Beyond considerations of how healthy or active you are today is the sometimes disturbing ways traditional medicine can approaching our aging process. The endless creation of so-called “aging symptoms” being solely treated with truckloads of medications. And even allopathic researchers have decided that mental sharpness, particularly processing speed, begins to decline as early as age 50. But multiple nutrient deficiency studies have shown that people are able to overcome and eliminate many of these signs of aging with magnesium.”
Magnesium Deficiency + the Elderly
Central nervous system symptoms that seem largely “neurotic”: anxiety, excessive emotionality, fatigue, headaches, insomnia, light-headedness, dizziness, nervous fits, sensation of a lump in the throat, and impaired breathing.
Peripheral nervous system signs are common: pins and needles of the extremities, cramps, muscle pains.
Functional disorders include chest pain, shortness of breath, chest pressure, palpitations, extra systoles (occasional heart thumps from an isolated extra beat), abnormal heart rhythm, and Raynaud’s syndrome.
Autonomic nervous system disturbances involve both the sympathetic and parasympathetic nervous systems, causing hypotension on rising quickly or borderline hypertension. In elderly patients, excessive emotionality, tremor, weakness, sleep disorders, amnesia, and cognitive disturbances are particularly important aspects of magnesium deficiency.”
Building Upon Previous Research
Just as you should not believe that your brain and cognition are on a death spiral after age 50, neither are any of your other organs!! In my Magnesium Miracle book I report on a study that elevated magnesium to the position of memory enhancer. “Particular brain receptors important for learning and memory depend on magnesium for their regulation. The researchers describe magnesium as an absolutely necessary component of the cerebrospinal fluid in order to keep these learning and memory receptors active.

▶ **Required tasks**:
**a.** Answer these from the magnesium text:
(i) By what age do allopathic researchers say processing speed begins to decline?
(ii) What peripheral nervous system signs are listed?
(iii) What position does the study in the Magnesium Miracle book give to magnesium?
**b.** Restate word for word the stretch of the magnesium text from "Peripheral nervous system" through "and Raynaud’s syndrome.".
**c.** Does each statement agree with the magnesium text? Answer yes or no, and quote the words that decide it.
(i) Extra systoles are described as occasional heart thumps from an isolated extra beat.
(ii) The autonomic nervous system disturbances involve only the sympathetic nervous system.
(iii) Magnesium is called an optional part of the cerebrospinal fluid.

▶ **Provided material**:
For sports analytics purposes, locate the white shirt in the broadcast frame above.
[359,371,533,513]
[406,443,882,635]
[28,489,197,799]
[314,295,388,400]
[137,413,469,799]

▶ **Solutions for each task**:
**a.**
(i) As early as age 50.
(ii) Pins and needles of the extremities, cramps, and muscle pains.
(iii) The position of memory enhancer.

**b.**
Peripheral nervous system signs are common: pins and needles of the extremities, cramps, muscle pains.
Functional disorders include chest pain, shortness of breath, chest pressure, palpitations, extra systoles (occasional heart thumps from an isolated extra beat), abnormal heart rhythm, and Raynaud’s syndrome.

**c.**
(i) Yes: "occasional heart thumps from an isolated extra beat"
(ii) No: "involve both the sympathetic and parasympathetic nervous systems"
(iii) No: "an absolutely necessary component of the cerebrospinal fluid"